> [Stated exercise]
Rewrite all of the items below, substituting "Locations" for every occurrence of "Coordinates" and leaving everything else as it is.

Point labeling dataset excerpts
__________
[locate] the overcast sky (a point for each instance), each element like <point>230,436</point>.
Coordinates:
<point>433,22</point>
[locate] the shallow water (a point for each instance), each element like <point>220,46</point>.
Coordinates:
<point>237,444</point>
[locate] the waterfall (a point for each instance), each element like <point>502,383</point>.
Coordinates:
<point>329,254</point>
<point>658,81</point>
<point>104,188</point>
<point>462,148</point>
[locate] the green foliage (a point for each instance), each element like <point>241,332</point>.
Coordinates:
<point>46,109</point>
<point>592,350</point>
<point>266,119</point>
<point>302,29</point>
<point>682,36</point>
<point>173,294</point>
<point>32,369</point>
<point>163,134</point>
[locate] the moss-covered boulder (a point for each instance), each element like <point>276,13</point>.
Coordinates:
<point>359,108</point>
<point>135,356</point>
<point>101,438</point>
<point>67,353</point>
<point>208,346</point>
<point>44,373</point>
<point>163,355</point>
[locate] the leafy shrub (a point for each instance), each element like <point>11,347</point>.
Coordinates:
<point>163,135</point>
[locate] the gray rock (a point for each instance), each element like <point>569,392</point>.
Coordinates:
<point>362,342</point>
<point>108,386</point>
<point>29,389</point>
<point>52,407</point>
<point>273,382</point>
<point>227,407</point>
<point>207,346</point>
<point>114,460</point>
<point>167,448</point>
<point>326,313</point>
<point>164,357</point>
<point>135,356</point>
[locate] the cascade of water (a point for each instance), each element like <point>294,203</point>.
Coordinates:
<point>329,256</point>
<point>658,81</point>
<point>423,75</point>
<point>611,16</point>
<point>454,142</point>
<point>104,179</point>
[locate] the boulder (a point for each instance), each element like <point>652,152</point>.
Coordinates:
__________
> [Answer to the exercise]
[locate] the overcast sky (a point for each instance), each element like <point>230,436</point>.
Locations:
<point>433,22</point>
[locate] the shallow water (a point for each instance), each element like <point>220,46</point>.
Locations:
<point>237,444</point>
[locate] the waterfall (a point for each instance), each element like <point>502,383</point>.
Locations:
<point>329,254</point>
<point>658,81</point>
<point>104,188</point>
<point>462,148</point>
[locate] the green foliage (a point for each instance), each element like <point>241,332</point>.
Locations:
<point>46,109</point>
<point>592,350</point>
<point>266,119</point>
<point>302,29</point>
<point>682,36</point>
<point>173,294</point>
<point>32,369</point>
<point>163,134</point>
[locate] the moss-covered boulder (a point for each instance), each element like <point>276,13</point>.
Locations:
<point>359,108</point>
<point>135,356</point>
<point>101,438</point>
<point>67,353</point>
<point>208,346</point>
<point>44,373</point>
<point>163,355</point>
[locate] the leafy shrub (a point for each instance), each element like <point>11,347</point>.
Locations:
<point>163,135</point>
[locate] the gray rock (a point for each instance), each element like <point>569,392</point>.
Locations:
<point>362,342</point>
<point>108,386</point>
<point>29,389</point>
<point>52,407</point>
<point>273,382</point>
<point>227,407</point>
<point>207,346</point>
<point>114,460</point>
<point>167,448</point>
<point>326,313</point>
<point>164,357</point>
<point>135,356</point>
[locate] the cascade of water (a point for each instance), each element like <point>294,203</point>.
Locations:
<point>329,256</point>
<point>658,81</point>
<point>423,75</point>
<point>611,16</point>
<point>454,142</point>
<point>104,179</point>
[locate] the boulder (a point for each instance), each element like <point>652,152</point>.
Locations:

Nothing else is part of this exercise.